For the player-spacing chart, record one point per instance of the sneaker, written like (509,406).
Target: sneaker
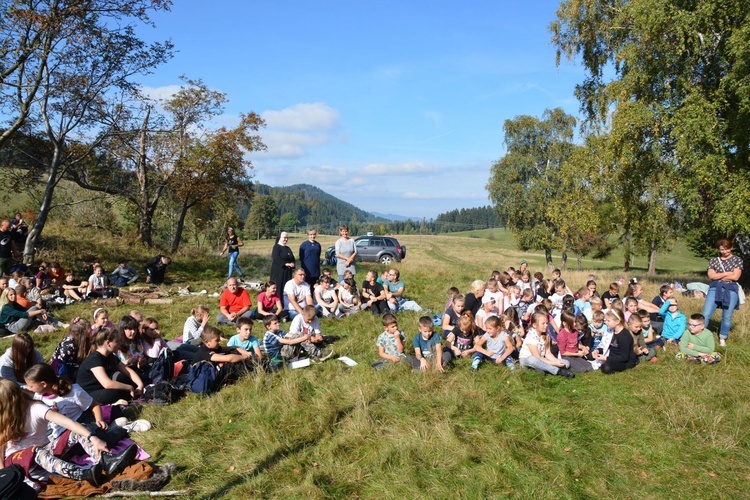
(137,426)
(323,354)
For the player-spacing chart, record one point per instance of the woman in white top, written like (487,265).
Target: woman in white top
(346,252)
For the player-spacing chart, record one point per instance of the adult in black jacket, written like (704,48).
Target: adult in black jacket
(282,263)
(155,269)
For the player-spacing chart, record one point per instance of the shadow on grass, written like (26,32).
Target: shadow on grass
(269,462)
(286,451)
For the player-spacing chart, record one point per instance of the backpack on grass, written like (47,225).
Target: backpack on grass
(202,378)
(163,368)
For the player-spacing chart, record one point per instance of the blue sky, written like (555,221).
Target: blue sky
(395,107)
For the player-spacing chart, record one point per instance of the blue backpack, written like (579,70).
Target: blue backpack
(202,378)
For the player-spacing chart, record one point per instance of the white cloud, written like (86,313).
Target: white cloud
(283,144)
(405,168)
(303,116)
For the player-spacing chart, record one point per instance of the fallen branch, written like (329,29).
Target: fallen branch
(173,493)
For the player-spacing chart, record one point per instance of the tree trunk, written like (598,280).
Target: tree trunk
(626,239)
(144,219)
(29,249)
(652,257)
(180,225)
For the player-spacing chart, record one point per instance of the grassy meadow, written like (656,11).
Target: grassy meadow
(664,430)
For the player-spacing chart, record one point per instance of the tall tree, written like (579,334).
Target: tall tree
(526,179)
(41,38)
(687,64)
(97,55)
(215,165)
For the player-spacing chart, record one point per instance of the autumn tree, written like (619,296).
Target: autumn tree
(526,179)
(684,66)
(215,165)
(90,50)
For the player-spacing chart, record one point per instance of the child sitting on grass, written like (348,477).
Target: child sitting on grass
(428,349)
(307,324)
(451,315)
(650,336)
(642,351)
(495,345)
(674,322)
(536,352)
(151,339)
(461,339)
(697,343)
(210,350)
(390,343)
(244,338)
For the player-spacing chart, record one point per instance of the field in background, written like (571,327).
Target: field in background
(663,430)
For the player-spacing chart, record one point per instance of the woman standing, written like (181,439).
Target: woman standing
(346,252)
(232,246)
(282,263)
(724,272)
(17,319)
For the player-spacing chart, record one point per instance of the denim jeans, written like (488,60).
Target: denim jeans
(233,263)
(727,310)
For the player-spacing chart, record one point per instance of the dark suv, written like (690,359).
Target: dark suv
(383,249)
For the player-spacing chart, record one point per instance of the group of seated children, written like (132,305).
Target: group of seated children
(545,327)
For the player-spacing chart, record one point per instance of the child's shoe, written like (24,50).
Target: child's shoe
(323,354)
(138,426)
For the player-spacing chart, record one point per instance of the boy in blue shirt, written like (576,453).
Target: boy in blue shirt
(390,343)
(428,348)
(278,348)
(674,322)
(244,338)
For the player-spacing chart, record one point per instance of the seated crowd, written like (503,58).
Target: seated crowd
(514,319)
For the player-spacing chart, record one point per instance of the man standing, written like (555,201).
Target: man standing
(7,247)
(234,303)
(394,289)
(309,256)
(297,294)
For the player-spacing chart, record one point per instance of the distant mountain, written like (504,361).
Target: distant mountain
(312,206)
(392,216)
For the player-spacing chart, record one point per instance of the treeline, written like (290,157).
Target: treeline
(294,208)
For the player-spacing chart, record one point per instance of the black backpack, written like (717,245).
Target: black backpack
(163,368)
(12,486)
(202,378)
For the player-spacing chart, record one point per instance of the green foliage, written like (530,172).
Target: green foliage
(527,178)
(679,93)
(466,218)
(263,219)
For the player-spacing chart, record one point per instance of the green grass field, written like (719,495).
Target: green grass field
(662,430)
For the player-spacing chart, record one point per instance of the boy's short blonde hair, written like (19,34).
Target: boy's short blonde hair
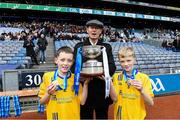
(126,52)
(65,49)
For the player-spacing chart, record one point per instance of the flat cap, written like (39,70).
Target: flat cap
(95,23)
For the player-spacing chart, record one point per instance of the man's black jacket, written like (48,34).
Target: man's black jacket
(96,87)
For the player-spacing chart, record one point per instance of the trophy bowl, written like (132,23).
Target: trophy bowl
(92,67)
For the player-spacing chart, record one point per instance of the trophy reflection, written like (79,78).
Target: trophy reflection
(92,67)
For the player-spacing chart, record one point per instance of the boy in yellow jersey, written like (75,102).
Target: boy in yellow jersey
(57,89)
(132,87)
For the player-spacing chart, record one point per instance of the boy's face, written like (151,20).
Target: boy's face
(94,32)
(64,62)
(127,63)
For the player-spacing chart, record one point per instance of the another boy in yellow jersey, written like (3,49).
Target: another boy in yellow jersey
(132,87)
(57,89)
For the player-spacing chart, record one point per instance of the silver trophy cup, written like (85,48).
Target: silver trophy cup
(92,67)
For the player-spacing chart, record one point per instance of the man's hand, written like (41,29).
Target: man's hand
(137,84)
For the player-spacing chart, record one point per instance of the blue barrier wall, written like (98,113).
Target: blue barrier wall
(165,84)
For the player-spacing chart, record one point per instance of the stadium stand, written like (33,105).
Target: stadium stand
(67,28)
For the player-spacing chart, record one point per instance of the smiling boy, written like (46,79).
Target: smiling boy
(132,87)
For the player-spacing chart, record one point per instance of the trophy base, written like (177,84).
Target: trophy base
(92,71)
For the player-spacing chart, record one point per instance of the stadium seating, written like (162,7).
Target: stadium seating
(12,53)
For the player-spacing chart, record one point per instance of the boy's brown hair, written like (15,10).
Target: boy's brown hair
(126,52)
(65,49)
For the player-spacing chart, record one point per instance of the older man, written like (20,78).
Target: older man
(96,100)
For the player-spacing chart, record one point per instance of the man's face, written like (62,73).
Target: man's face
(127,63)
(94,32)
(64,62)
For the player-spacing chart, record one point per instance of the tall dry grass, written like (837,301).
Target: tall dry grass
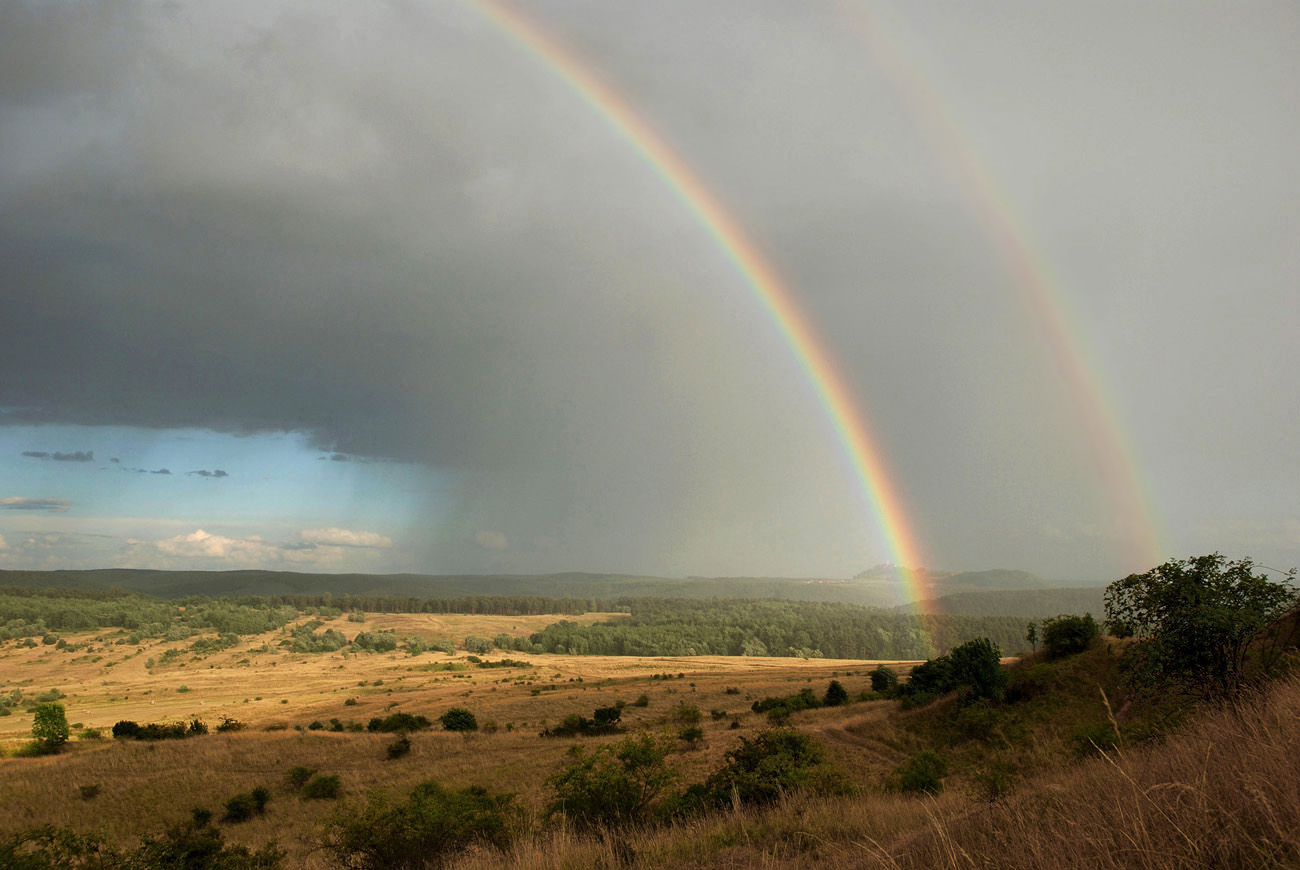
(1222,793)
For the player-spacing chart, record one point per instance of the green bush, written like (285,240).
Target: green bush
(615,784)
(1067,635)
(884,680)
(297,777)
(243,806)
(425,830)
(50,726)
(775,762)
(922,774)
(459,719)
(835,695)
(320,788)
(398,748)
(193,847)
(398,722)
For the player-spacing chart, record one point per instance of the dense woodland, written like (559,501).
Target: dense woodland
(748,627)
(653,626)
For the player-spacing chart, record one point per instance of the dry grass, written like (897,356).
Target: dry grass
(147,786)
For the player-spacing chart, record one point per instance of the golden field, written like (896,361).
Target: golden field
(276,693)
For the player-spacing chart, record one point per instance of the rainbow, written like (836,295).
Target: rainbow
(763,281)
(1040,289)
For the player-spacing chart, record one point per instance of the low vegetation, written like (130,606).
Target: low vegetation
(1079,756)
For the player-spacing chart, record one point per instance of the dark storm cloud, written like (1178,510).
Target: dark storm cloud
(395,232)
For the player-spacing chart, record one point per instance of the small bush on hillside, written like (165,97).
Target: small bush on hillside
(922,774)
(761,770)
(425,830)
(297,777)
(835,695)
(193,847)
(398,722)
(884,680)
(1069,635)
(243,806)
(50,727)
(319,788)
(615,784)
(459,719)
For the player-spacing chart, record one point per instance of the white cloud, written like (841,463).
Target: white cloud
(200,544)
(18,503)
(346,537)
(490,540)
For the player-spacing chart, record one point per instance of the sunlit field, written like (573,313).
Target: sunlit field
(287,702)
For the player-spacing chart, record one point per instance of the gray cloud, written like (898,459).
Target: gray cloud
(76,455)
(399,234)
(47,505)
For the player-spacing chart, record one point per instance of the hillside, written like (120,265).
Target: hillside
(1026,604)
(882,587)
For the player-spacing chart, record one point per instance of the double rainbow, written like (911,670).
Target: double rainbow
(1041,291)
(775,297)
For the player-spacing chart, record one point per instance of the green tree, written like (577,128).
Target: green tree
(1067,635)
(459,719)
(1197,622)
(50,726)
(978,663)
(835,695)
(433,825)
(615,784)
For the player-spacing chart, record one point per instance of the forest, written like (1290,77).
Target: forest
(651,626)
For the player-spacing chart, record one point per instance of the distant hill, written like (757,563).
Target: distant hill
(1030,604)
(882,587)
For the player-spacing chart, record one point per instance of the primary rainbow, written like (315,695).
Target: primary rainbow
(1040,289)
(768,289)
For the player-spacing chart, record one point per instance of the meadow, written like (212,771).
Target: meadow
(277,696)
(1062,764)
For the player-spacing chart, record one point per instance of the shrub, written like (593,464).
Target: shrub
(430,826)
(399,722)
(978,666)
(50,726)
(835,695)
(761,770)
(884,680)
(243,806)
(319,788)
(1196,622)
(459,719)
(126,728)
(614,784)
(922,774)
(1067,635)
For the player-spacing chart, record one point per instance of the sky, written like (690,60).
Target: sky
(391,286)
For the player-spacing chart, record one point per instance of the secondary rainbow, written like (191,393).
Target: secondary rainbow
(1040,289)
(865,457)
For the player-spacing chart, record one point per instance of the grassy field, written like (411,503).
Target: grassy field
(1027,787)
(277,695)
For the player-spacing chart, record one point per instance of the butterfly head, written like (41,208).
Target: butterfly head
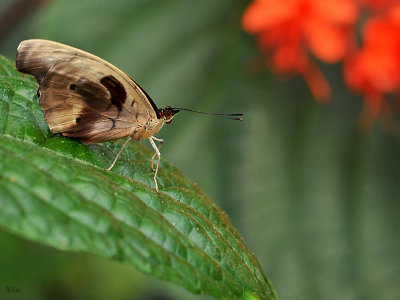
(167,113)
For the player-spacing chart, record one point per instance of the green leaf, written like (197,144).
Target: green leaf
(55,191)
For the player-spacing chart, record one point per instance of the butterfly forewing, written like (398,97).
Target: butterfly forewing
(82,95)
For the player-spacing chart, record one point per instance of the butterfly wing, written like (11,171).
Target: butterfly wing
(84,96)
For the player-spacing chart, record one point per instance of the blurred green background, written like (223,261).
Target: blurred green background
(316,199)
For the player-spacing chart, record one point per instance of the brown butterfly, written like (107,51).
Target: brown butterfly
(87,98)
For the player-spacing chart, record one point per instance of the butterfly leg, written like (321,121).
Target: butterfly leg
(119,154)
(157,152)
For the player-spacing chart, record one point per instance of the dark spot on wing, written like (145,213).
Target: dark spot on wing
(116,89)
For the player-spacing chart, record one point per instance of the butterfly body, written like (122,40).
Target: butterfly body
(87,98)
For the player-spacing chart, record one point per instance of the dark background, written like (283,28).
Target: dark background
(314,197)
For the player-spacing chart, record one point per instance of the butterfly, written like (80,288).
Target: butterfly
(87,98)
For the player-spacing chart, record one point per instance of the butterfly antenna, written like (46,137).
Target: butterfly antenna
(237,117)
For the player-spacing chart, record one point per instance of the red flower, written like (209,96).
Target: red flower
(374,70)
(291,30)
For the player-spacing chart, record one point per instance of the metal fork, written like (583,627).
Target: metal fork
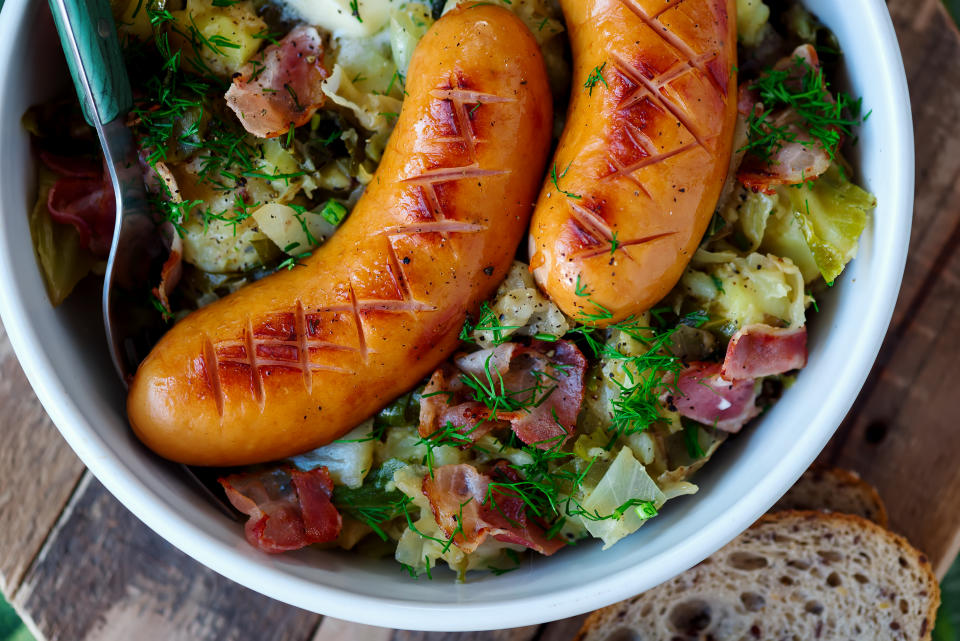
(89,39)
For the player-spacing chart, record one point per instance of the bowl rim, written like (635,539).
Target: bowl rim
(121,480)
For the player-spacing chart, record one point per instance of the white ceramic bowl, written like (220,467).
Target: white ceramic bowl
(64,354)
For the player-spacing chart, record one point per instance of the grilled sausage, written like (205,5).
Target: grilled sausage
(294,361)
(644,154)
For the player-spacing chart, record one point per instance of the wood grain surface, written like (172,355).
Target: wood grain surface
(80,567)
(902,435)
(38,471)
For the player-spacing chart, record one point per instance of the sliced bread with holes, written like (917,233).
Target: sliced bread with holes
(794,575)
(834,490)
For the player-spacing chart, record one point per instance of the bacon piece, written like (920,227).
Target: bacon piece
(546,379)
(464,503)
(171,271)
(760,350)
(702,394)
(89,205)
(280,89)
(797,160)
(289,509)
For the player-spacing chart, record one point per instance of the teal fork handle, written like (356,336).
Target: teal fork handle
(89,38)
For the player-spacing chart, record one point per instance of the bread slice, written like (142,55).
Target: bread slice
(834,490)
(794,575)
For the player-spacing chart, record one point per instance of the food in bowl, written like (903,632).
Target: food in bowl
(580,400)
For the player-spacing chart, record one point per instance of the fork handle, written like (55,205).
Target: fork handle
(89,38)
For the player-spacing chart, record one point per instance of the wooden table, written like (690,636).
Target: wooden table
(79,567)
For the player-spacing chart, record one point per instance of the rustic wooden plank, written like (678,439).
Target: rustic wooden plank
(338,630)
(38,471)
(901,434)
(562,630)
(104,576)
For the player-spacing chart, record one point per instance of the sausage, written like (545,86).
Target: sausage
(642,160)
(295,360)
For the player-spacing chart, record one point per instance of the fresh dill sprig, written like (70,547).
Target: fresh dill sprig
(806,92)
(595,77)
(487,322)
(555,178)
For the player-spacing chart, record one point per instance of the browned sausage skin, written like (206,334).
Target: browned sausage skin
(296,360)
(642,160)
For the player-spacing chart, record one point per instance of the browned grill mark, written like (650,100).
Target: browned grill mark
(656,95)
(303,348)
(665,34)
(255,375)
(396,268)
(594,226)
(355,309)
(670,5)
(628,171)
(447,174)
(212,370)
(468,97)
(440,226)
(621,246)
(302,342)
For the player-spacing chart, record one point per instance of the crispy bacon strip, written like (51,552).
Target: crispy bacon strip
(796,161)
(703,395)
(289,509)
(281,88)
(760,350)
(89,205)
(468,509)
(171,272)
(546,379)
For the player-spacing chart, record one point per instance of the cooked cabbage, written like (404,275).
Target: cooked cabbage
(63,262)
(817,225)
(374,112)
(227,31)
(519,308)
(348,460)
(408,23)
(742,291)
(625,484)
(752,17)
(293,230)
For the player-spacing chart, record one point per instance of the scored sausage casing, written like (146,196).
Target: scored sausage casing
(294,361)
(646,148)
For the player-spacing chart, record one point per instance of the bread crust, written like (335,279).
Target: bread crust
(644,155)
(785,528)
(294,361)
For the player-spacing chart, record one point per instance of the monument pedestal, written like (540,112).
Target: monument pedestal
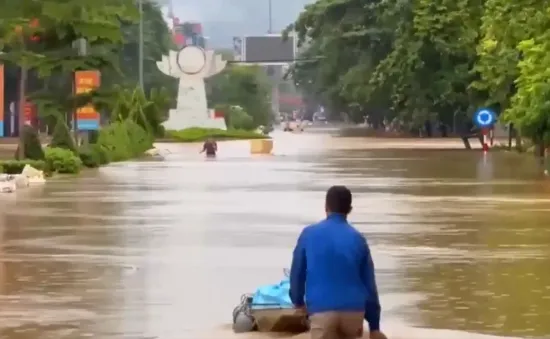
(192,65)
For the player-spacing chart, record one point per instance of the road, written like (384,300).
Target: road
(164,249)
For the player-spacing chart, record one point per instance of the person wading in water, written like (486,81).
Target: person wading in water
(210,147)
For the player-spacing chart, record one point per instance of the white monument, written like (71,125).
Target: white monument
(191,65)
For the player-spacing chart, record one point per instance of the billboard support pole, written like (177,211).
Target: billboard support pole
(270,17)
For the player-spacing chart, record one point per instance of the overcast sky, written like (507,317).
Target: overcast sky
(223,19)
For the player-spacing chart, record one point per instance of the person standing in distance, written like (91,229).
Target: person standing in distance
(210,147)
(332,275)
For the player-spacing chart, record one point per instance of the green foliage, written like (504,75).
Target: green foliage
(124,140)
(62,160)
(423,60)
(61,136)
(110,31)
(196,134)
(16,166)
(236,118)
(93,155)
(244,86)
(32,146)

※

● **Written instruction**: Rewrite the records from the line with "written like (384,300)." through the end of the records, replacing "record" with "log" and leaving everything else unchanged.

● **Answer to this exercise**:
For the player-spacing chart, log one point per instance of the road, written like (384,300).
Target: road
(164,249)
For the player-spacing chart, log one point per instance of the person wading in water, written like (486,81).
Target: person wading in water
(210,147)
For the player-spacing chart, log one point per instance of the white monument, written like (71,125).
Target: white monument
(191,65)
For the player-spacing chart, log one point per instance of the billboard support pole, written like (177,211).
Target: billboard support pole
(270,17)
For the player-spacing chart, log one point per instance of the overcast sky, written like (507,317).
Target: overcast sky
(223,19)
For the player-spacing chart, log one point per instance of the person standing in distance, written like (91,229).
Target: person standing in distance
(210,147)
(332,275)
For the player-spacing chart, log one point per instance of the green foliage, written like (504,75).
Target: green foliage
(124,140)
(62,160)
(423,60)
(61,136)
(110,31)
(196,134)
(16,166)
(236,118)
(93,155)
(244,86)
(32,146)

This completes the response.